_Document section_
International

Orban and Aung San Suu Kyi Gave in to Hate the Same Way

BY AZEEM IBRAHIM 

The two Oxford-educated leaders once preached liberal values—but found bigotry more convenient.

Aung San Suu Kyi with Viktor Orban in Budapest on June 5.

Aung San Suu Kyi was awarded the Nobel Peace Prize in 1991 for her pro-democracy activism and her resilience in advocating for the cause of democracy in the face of terrible repression by the socialist military junta of Myanmar.

Around the same time, a young Viktor Orban was feted as one of Europe’s future democratic leaders after playing an instrumental role in Hungary’s post-communist transition to democracy. Had the field been less crowded in Europe, Orban could well have been nominated for the same honor as Aung San Suu Kyi, and for the same reasons.Trending Articles

Back then, you would have expected the fellow University of Oxford graduates to have a lot in common. Alas, the two also have much in common today—just all the wrong things. A summit between the two on June 5 epitomized the painful truth: On opposite sides of the earth, the two leaders have converged toward the same rejection of everything they once stood for.

Extracted records:
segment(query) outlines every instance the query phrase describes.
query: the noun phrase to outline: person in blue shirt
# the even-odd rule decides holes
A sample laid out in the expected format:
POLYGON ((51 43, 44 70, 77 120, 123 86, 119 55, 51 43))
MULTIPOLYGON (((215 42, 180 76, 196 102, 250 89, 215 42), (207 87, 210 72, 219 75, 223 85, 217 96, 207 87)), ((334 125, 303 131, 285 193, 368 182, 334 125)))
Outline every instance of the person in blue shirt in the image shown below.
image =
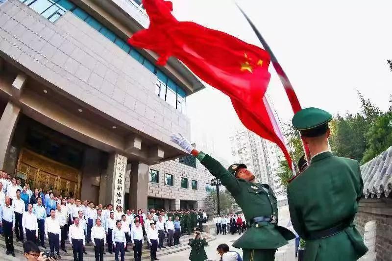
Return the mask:
POLYGON ((24 202, 24 211, 27 211, 27 206, 28 202, 30 201, 30 197, 27 193, 27 188, 26 186, 23 187, 23 191, 21 193, 21 198, 24 202))
MULTIPOLYGON (((45 196, 46 197, 46 196, 45 196)), ((45 199, 45 208, 46 209, 46 214, 47 216, 50 216, 50 210, 53 209, 56 209, 56 205, 57 205, 56 201, 54 200, 54 195, 53 193, 50 193, 49 194, 49 199, 47 200, 45 199)))
POLYGON ((37 217, 37 222, 38 224, 38 235, 40 237, 41 246, 44 248, 46 248, 44 244, 45 232, 45 220, 46 218, 46 211, 42 206, 42 199, 39 197, 37 199, 37 204, 33 205, 33 214, 37 217))
POLYGON ((222 256, 223 255, 223 254, 225 253, 227 253, 228 252, 233 252, 237 253, 237 261, 242 261, 242 258, 241 258, 241 256, 236 251, 230 251, 230 248, 229 248, 229 246, 226 245, 226 244, 220 244, 218 247, 217 247, 217 251, 220 255, 220 261, 222 261, 222 256))

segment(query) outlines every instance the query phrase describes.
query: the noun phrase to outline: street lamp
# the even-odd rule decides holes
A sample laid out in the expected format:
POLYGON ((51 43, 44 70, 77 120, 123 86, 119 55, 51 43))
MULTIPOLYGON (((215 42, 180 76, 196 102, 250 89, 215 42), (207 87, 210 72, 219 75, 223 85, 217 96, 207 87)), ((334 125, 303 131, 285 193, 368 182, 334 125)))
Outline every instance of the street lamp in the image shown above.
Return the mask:
POLYGON ((215 186, 217 187, 217 199, 218 200, 218 214, 220 215, 220 206, 219 205, 219 186, 222 185, 220 180, 219 179, 212 179, 211 180, 211 186, 215 186))

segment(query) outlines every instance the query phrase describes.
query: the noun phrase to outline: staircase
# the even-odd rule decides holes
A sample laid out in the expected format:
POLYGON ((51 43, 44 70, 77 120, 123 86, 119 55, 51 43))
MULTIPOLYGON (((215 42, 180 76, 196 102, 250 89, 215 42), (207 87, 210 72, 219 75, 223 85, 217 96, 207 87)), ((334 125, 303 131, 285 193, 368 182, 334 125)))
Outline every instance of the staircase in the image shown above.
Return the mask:
MULTIPOLYGON (((215 237, 209 235, 206 233, 202 233, 203 235, 206 237, 206 239, 207 241, 210 241, 215 239, 215 237)), ((170 254, 182 251, 191 248, 188 245, 188 243, 189 239, 193 238, 193 236, 187 236, 184 235, 180 237, 180 243, 181 244, 179 245, 172 246, 168 247, 166 246, 167 244, 167 238, 164 240, 164 246, 166 246, 166 248, 159 248, 157 251, 157 256, 162 257, 170 254)), ((15 234, 14 234, 14 249, 16 258, 12 257, 10 255, 9 256, 5 255, 5 241, 4 239, 4 237, 0 236, 0 260, 25 260, 25 258, 24 257, 23 255, 23 244, 21 242, 16 242, 15 234), (4 259, 3 259, 4 258, 4 259)), ((44 250, 49 251, 49 242, 47 238, 45 238, 45 246, 46 249, 43 249, 42 247, 40 247, 40 249, 41 251, 44 250)), ((94 247, 92 243, 86 243, 85 247, 86 252, 87 252, 87 255, 83 254, 83 260, 85 261, 94 261, 95 260, 95 254, 94 252, 94 247)), ((61 249, 60 249, 60 254, 61 256, 61 260, 74 260, 74 254, 72 251, 72 247, 69 243, 69 240, 66 241, 65 249, 67 253, 65 253, 61 249)), ((132 247, 131 243, 128 244, 128 250, 129 253, 125 253, 125 260, 134 260, 133 258, 133 250, 132 247)), ((105 246, 104 251, 106 254, 103 255, 103 260, 107 261, 113 261, 114 260, 114 252, 113 254, 110 254, 107 252, 107 246, 105 246)), ((150 260, 150 250, 149 248, 147 246, 147 241, 145 240, 144 244, 142 249, 142 260, 150 260)))

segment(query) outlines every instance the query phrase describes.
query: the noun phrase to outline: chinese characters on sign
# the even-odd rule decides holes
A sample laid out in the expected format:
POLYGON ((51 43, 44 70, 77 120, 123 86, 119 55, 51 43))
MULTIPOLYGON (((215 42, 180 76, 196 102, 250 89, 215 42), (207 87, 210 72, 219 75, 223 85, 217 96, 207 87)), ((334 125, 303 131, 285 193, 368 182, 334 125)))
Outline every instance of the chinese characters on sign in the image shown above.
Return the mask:
POLYGON ((114 183, 114 206, 124 207, 124 189, 125 189, 125 170, 126 170, 126 157, 120 154, 117 155, 116 163, 116 175, 114 183))

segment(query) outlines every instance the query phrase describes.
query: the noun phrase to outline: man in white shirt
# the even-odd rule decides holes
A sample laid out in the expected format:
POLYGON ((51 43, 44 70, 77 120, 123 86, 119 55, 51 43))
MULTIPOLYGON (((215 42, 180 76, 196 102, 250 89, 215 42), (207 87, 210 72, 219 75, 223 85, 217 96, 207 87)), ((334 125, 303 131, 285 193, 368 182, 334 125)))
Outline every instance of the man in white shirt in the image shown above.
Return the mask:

_Aim_
From the article on Orban and Aung San Suu Kyi above, set down word for word the passage starting with "The two Oxford-educated" and going on through "Budapest on June 5.".

_Written answer_
The two Oxford-educated leaders once preached liberal values—but found bigotry more convenient.

Aung San Suu Kyi with Viktor Orban in Budapest on June 5.